Document passage
Leadership training isn't a perk. It isn't a nice-to-have you fund when the budget allows. It's infrastructure — the same as your finance systems or your IT security. You wouldn't run a business without a firewall. Yet most organisations happily promote someone into their first leadership role with zero preparation and call it a stretch opportunity. It's not a stretch. It's a gamble, and the team pays the price when it doesn't land.

Modern organisations expect leaders to guide teams by example, build collaboration, and navigate constant change. Leadership is no longer about giving orders. It is about influence, trust, adaptability, and the ability to develop others. Styles will keep evolving. This won't: organisations that don't train their leaders today are borrowing against their future performance.

For executives and senior leaders responsible for building sustainable teams, leadership development is no longer optional. It is a strategic priority that directly affects performance, culture, and long-term success. This article sets out why I think training leaders matters more than almost anything else you'll fund this year, what it actually delivers, and the strategies I've seen build real leadership capability inside teams — not the theatre that passes for it in most programmes.

How I Evaluate Whether Leadership Training Will Actually Work

  • Is it tied to a real decision, not a calendar slot?: Training that isn't anchored to an actual leadership challenge the person is facing gets forgotten within a week. I look for programmes built around live decisions, not generic modules.
  • Does it survive contact with a bad day?: Anyone can apply a framework in a workshop. The test is whether it holds up when the leader is tired, under pressure, and the stakes are real. If it only works in the room, it isn't training — it's theatre.
  • Is there a named person accountable for the leader's growth?: Development without a coach or sponsor watching for drift rarely compounds. I want to know who notices if this leader regresses in month four.
  • Does it change behaviour the team can actually observe?: I don't care what a leader can articulate in a debrief. I care whether their team notices a difference in how meetings run, how feedback lands, how decisions get made.
  • Is failure built into the design?: If a programme has no space for a leader to try something, get it wrong, and be coached through it, it's not developing judgement — it's just distributing information.

Leadership training is a structured and intentional process designed to develop the skills, behaviours, and mindset required to lead people effectively. It goes beyond technical competence and focuses on how individuals communicate, make decisions, manage teams, and respond to complexity.

Listed records
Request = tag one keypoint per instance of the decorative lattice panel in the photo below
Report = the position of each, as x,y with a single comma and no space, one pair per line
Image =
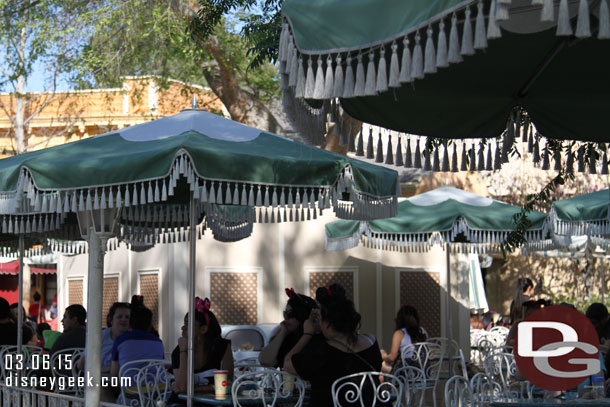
111,295
234,298
149,288
422,290
324,279
75,292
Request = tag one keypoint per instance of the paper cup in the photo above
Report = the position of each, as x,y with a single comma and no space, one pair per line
220,384
288,386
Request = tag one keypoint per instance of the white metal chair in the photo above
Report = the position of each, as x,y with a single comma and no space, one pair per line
246,365
63,367
414,383
365,389
484,390
501,368
458,392
145,383
10,363
272,387
429,358
453,357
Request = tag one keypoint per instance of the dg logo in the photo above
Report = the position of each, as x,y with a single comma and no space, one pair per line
556,348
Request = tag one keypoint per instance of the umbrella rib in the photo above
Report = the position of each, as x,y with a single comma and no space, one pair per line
559,46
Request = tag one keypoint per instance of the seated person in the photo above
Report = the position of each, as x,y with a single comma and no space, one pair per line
8,326
338,352
117,321
27,323
475,322
36,310
75,333
289,332
599,317
136,344
407,332
211,352
40,328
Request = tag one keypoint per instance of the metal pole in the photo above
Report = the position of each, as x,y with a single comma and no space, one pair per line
603,279
448,298
95,286
20,297
191,301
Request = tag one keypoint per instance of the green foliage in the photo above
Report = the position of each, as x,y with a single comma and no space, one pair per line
261,19
47,33
144,37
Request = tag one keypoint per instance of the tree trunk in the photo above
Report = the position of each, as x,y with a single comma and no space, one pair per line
20,95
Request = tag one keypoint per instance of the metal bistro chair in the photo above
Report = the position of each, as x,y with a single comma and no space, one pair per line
458,392
270,386
28,361
453,362
365,389
150,384
501,368
246,365
59,361
414,383
429,358
484,390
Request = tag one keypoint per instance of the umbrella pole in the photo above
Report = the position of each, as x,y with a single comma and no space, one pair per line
191,300
448,297
20,297
603,280
95,286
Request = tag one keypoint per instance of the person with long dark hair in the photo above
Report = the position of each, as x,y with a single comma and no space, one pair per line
211,351
407,332
524,290
117,322
338,352
289,332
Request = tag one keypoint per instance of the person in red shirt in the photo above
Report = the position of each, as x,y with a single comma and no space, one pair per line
36,310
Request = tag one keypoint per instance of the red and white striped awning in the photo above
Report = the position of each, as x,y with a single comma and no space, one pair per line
13,268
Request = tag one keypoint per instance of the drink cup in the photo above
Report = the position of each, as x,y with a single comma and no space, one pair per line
220,384
288,380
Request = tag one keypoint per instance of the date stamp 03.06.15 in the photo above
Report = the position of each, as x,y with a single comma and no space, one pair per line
61,373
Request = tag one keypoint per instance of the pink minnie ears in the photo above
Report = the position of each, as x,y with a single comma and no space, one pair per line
203,306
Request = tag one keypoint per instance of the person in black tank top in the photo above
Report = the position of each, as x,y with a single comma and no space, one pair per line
337,352
289,332
210,350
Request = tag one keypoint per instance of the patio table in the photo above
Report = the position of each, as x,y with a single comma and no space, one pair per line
605,402
209,399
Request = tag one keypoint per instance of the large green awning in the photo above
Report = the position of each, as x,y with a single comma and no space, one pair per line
148,170
437,216
451,69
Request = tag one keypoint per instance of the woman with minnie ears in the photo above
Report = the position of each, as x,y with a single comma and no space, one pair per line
338,352
289,332
211,352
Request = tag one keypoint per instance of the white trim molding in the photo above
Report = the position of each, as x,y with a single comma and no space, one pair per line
240,270
335,269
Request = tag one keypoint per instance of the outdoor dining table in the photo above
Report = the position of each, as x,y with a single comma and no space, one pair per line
605,402
209,399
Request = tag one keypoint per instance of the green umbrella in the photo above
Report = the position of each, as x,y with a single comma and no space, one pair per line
453,69
159,177
223,162
585,214
445,214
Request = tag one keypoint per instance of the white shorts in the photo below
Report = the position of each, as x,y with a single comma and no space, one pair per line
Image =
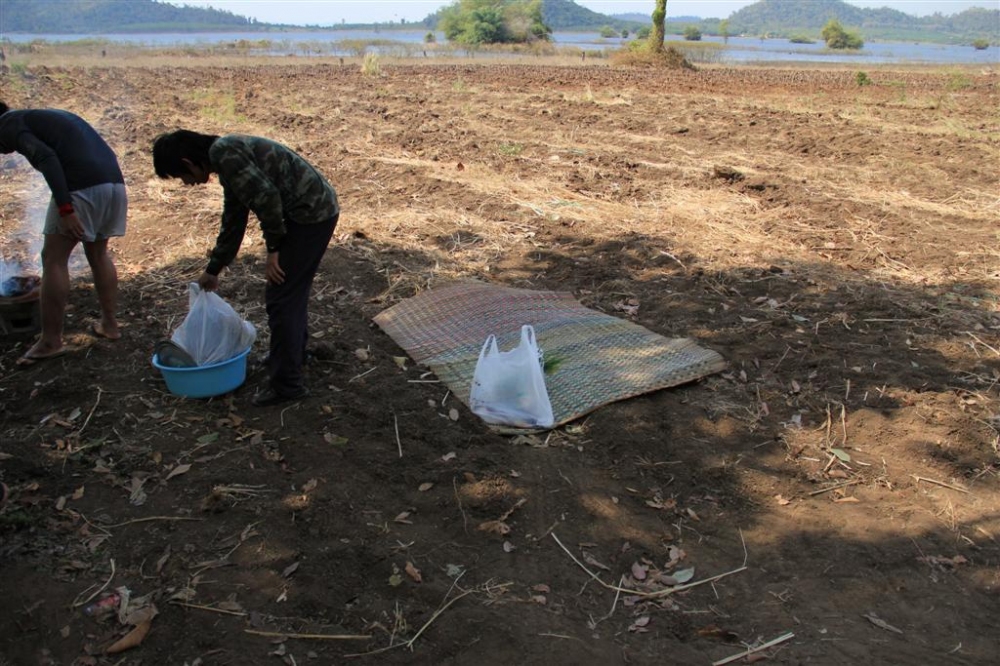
102,210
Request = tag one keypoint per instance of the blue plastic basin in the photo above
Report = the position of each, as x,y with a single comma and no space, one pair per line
205,381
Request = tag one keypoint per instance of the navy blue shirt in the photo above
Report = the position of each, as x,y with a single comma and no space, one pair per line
70,153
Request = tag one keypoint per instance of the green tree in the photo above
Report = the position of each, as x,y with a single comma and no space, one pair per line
692,33
838,38
475,22
659,19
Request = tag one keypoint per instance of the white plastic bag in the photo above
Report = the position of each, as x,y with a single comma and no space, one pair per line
213,331
508,388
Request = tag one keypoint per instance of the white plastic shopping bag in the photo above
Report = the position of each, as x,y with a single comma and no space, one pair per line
213,331
508,388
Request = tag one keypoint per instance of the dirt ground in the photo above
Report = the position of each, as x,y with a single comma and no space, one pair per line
836,243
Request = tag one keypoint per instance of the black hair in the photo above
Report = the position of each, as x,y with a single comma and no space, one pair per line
170,149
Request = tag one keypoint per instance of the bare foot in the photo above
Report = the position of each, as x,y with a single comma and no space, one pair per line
40,352
108,332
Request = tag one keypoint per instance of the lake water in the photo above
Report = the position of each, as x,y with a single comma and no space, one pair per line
411,43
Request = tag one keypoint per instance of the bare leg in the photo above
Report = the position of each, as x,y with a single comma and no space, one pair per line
106,284
54,293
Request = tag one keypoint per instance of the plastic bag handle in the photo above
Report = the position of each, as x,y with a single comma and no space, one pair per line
489,346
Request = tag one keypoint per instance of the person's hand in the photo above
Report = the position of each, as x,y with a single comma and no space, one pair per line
208,282
72,226
273,270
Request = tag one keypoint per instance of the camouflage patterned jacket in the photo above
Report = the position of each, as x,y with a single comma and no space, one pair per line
271,180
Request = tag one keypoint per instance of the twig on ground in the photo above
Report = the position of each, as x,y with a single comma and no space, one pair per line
465,518
315,637
640,593
939,483
207,608
433,617
92,409
362,374
149,519
399,444
77,604
750,651
852,482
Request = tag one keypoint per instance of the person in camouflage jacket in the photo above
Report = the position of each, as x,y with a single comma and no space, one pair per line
297,210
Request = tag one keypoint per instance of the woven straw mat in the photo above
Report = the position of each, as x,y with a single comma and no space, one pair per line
598,358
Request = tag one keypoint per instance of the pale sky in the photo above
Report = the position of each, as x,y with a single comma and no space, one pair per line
332,12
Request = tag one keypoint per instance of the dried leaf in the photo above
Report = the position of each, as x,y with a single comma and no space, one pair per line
679,577
177,471
880,623
413,572
495,527
713,631
132,639
842,454
396,579
336,440
639,624
589,559
160,563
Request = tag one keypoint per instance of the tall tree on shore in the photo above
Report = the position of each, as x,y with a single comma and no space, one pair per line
659,19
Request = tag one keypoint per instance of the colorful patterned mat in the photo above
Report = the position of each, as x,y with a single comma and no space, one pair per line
598,358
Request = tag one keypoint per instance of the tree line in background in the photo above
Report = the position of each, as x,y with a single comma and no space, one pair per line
492,21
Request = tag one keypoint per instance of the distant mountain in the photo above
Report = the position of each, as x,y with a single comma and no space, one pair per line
87,16
779,18
786,17
567,15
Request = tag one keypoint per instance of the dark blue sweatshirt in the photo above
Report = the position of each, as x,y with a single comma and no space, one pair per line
70,153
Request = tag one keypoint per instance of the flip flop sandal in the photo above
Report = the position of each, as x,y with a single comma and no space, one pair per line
172,355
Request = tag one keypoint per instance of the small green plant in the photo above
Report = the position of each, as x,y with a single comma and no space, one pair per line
510,149
371,66
692,34
837,37
958,81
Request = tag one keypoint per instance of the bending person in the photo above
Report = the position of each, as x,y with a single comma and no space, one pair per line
89,205
297,210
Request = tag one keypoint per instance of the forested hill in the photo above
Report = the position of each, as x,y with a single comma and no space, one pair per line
88,16
780,18
785,17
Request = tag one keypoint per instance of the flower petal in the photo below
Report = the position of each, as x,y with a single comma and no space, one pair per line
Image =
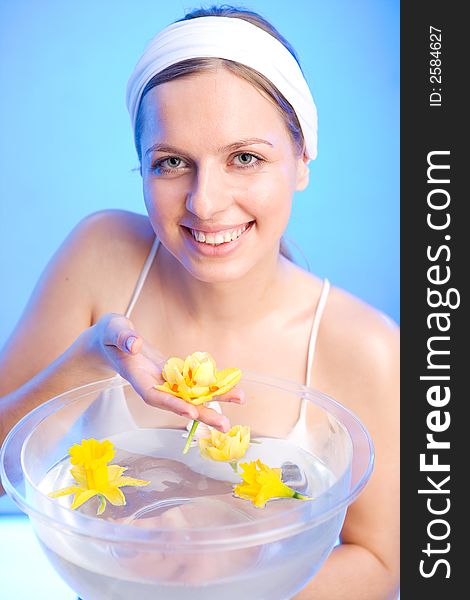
82,497
73,489
122,481
79,474
226,380
114,495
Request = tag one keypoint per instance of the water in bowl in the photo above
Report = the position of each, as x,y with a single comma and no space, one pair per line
190,492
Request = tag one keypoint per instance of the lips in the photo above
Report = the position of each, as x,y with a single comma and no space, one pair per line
218,237
217,243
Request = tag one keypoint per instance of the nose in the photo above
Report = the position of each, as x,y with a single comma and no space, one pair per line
209,193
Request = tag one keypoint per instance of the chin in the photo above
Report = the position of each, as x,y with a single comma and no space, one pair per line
221,273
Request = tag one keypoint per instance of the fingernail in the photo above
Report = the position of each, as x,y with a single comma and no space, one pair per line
129,343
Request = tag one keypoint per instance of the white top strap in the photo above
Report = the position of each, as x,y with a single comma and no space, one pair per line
315,327
143,276
301,422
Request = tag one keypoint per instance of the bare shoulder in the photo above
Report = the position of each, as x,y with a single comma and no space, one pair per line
109,248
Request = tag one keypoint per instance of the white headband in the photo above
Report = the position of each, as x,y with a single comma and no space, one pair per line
233,39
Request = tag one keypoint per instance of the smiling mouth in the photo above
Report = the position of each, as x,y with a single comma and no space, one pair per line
218,238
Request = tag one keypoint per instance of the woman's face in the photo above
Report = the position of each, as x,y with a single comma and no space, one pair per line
219,171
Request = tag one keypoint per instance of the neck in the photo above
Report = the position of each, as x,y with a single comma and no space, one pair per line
231,304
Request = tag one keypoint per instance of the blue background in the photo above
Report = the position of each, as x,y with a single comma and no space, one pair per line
66,144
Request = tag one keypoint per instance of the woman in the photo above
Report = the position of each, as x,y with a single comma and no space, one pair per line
224,132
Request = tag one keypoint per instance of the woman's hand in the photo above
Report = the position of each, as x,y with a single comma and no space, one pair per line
118,347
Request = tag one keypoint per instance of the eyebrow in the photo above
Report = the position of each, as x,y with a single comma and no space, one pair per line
162,147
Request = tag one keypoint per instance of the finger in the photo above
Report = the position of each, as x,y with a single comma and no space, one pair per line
211,417
236,395
164,401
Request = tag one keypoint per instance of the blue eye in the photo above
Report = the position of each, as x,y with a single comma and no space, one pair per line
168,164
247,159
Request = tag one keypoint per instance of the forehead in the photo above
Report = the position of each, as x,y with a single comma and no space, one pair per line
214,104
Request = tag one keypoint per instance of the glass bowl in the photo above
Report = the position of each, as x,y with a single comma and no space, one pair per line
186,533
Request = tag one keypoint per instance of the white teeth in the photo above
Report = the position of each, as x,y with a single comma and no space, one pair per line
219,237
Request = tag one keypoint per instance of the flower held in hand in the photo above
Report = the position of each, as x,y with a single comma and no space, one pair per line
94,477
196,379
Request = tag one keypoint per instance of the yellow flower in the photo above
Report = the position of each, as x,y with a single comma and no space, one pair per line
196,379
261,483
227,447
94,477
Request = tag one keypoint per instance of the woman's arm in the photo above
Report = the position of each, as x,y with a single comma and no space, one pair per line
59,343
366,565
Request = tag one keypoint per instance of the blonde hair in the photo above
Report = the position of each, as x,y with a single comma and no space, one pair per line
196,65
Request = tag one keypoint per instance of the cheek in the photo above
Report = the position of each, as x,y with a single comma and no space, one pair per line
162,200
271,201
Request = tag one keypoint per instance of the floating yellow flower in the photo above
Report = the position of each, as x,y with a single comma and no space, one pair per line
226,447
261,483
94,477
196,379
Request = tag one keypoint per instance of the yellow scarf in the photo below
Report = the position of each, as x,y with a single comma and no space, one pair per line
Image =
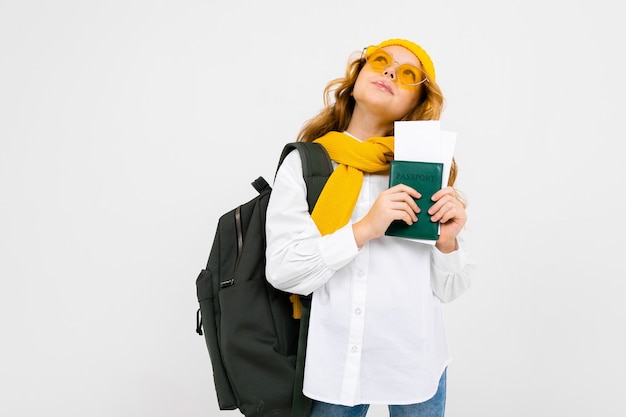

Your tasks
• a. In the passage on leadership training, what does the author compare leadership training to?
• b. Extend the passage on leadership training, picking up right after its final sentence.

Per-task outputs
• a. Infrastructure, the same as a business's finance systems or IT security.

• b.
Unlike management training, which often concentrates on processes and operational efficiency, leadership training focuses on human dynamics, influence, and responsibility. When complemented by executive leadership coaching, it equips individuals with the ability to guide others, build trust, and create environments where teams can perform consistently and grow over time.

Why Training Leaders Is Critical for Organisational Success

Leaders play a central role in shaping the direction, culture, and performance of an organisation. They set expectations, model behaviours, and influence how teams respond to challenges. However, leadership effectiveness does not develop automatically. It must be built through deliberate training and development.

Training leaders is essential because it strengthens both individual capability and collective performance. When leaders are well trained, they are better equipped to support their teams, manage uncertainty, and align people with organisational goals.

The Importance of Training Leaders in Your Team

Leaders Inspire Direction and Confidence

Leaders provide stability during uncertainty. Teams rely on them for clarity, reassurance, and guidance when challenges arise. When leaders fail to manage pressure, communicate clearly, or maintain perspective, these become leadership mistakes that stall organizational growth. Leadership training enables leaders to support others while maintaining their own effectiveness. It ensures that inspiration is grounded in competence and emotional intelligence rather than authority alone.

Building a Growth-Oriented Team Culture

Training leaders does not benefit individuals alone. It shapes the mindset of the entire team. Well-trained leaders encourage learning, experimentation, and accountability, reducing leadership mistakes that stall organizational growth and limit progress. This helps teams develop a growth mindset, improve collaboration, and increase productivity.

When leaders are developed effectively, they create environments where people feel safe to contribute, learn, and improve.

Key Benefits of Leadership Training

1. Improved Communication

Leadership training significantly improves communication skills. Leaders learn how to articulate expectations, provide constructive feedback, and listen actively. This is particularly important in remote and hybrid working environments, where clarity and consistency are critical. Effective communication reduces misunderstandings, strengthens relationships, and improves overall team alignment.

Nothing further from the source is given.